_Source extract_
══════
I have brat fingers, so I'm always dropping parts on the carpet (I sometimes believe I could finish a model in half the time if I wasn't always bent over picking up stuff off the floor). Anyway, recently I dropped a clear backup light lens on the carpet, and figured I was outta luck--you know how small those are. Instead, I used some Scotch packing tape (the clear stuff, about 2" wide). I made a loop from the tape, sticky side out, big enough to fit over four fingers, and started gently patting the carpet. To my amazement, I found the part in about thirty seconds. This technique may be common knowledge, but l thought it worth repeating...

Posted

I read about a guy who made a bench apron of sorts out of an old shirt or something. It tacked to the edge of his bench and tied around his waist to make a big basket to catch those pesky runaway parts. My problem is flying parts. I cut something and bing! Lost until I've scratch built a replacement and find it stuck to the wall or something.

Dale

Posted

One that's always worked great is a piece of nylon rubber banded around the end of a vacuum hose. Sometimes you'll find parts you never knew were missing..

Posted

One that's always worked great is a piece of nylon rubber banded around the end of a vacuum hose. Sometimes you'll find parts you never knew were missing..
══════
_Data entries_
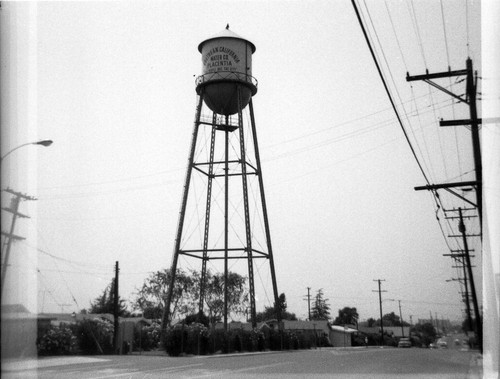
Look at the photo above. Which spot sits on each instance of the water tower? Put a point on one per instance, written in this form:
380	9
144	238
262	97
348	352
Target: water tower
223	218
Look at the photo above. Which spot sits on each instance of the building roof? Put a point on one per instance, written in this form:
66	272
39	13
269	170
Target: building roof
343	329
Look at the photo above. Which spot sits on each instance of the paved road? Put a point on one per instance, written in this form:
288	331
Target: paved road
325	363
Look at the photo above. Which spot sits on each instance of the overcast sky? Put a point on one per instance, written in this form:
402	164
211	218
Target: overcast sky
112	84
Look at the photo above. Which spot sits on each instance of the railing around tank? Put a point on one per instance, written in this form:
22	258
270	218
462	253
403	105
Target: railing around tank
226	75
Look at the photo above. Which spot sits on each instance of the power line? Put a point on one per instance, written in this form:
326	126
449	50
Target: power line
388	92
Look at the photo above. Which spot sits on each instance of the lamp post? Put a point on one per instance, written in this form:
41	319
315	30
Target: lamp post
45	143
14	210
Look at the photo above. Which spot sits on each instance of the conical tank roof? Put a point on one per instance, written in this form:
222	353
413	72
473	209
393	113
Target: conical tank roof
226	33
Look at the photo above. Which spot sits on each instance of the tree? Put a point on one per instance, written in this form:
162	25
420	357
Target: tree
105	303
214	295
151	298
347	315
321	308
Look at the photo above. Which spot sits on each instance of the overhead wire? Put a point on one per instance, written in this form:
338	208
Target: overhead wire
388	92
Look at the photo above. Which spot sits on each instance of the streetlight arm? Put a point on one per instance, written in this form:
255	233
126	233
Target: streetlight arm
43	143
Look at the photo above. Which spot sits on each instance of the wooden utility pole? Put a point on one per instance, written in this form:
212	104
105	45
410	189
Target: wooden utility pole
478	328
380	302
116	310
308	303
10	236
474	121
401	319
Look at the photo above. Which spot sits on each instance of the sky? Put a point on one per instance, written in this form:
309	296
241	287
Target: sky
113	85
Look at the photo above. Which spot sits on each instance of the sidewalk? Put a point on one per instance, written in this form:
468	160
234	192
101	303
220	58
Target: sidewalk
13	365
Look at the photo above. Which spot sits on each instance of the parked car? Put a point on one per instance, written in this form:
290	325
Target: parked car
404	342
442	344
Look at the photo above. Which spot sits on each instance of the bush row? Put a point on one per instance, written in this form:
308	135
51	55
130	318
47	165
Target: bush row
197	339
90	336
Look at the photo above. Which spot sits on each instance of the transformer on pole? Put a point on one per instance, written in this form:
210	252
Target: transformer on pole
224	185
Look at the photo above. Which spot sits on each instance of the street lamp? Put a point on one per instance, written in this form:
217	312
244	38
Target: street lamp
45	143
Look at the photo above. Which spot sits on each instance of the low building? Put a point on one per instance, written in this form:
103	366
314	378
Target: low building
20	330
341	336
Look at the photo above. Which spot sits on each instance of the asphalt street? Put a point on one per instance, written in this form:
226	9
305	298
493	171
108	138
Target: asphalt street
320	363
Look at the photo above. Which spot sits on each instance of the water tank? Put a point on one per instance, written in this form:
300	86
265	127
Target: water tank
226	65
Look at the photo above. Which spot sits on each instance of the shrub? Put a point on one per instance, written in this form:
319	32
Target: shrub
147	337
187	339
95	336
58	340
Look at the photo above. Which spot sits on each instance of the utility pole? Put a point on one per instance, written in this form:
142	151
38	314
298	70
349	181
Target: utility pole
10	236
116	309
380	302
308	303
401	318
479	329
470	99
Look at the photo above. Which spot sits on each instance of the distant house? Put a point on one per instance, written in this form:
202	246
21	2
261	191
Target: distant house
394	331
337	335
127	325
341	336
238	325
20	329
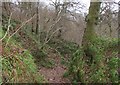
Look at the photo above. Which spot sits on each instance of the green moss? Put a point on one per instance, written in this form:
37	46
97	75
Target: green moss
18	65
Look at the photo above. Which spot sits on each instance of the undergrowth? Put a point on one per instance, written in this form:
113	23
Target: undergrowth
18	65
103	69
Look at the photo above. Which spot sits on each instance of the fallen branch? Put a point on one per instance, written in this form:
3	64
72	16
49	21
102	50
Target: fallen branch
9	25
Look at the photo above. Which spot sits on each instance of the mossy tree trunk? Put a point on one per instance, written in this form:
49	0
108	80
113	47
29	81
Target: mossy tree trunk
89	33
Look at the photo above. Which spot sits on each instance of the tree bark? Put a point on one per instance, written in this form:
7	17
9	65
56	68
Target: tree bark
89	33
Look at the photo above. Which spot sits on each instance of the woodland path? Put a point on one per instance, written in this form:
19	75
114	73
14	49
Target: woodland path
55	74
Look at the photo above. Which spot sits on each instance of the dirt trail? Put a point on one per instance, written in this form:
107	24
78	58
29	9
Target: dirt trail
55	74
══════
_What to work on_
Reproduce everything from "I read about" down to "wall or something." in the forum thread about lost model parts. You won't need the material for this.

_Solution_
I read about a guy who made a bench apron of sorts out of an old shirt or something. It tacked to the edge of his bench and tied around his waist to make a big basket to catch those pesky runaway parts. My problem is flying parts. I cut something and bing! Lost until I've scratch built a replacement and find it stuck to the wall or something.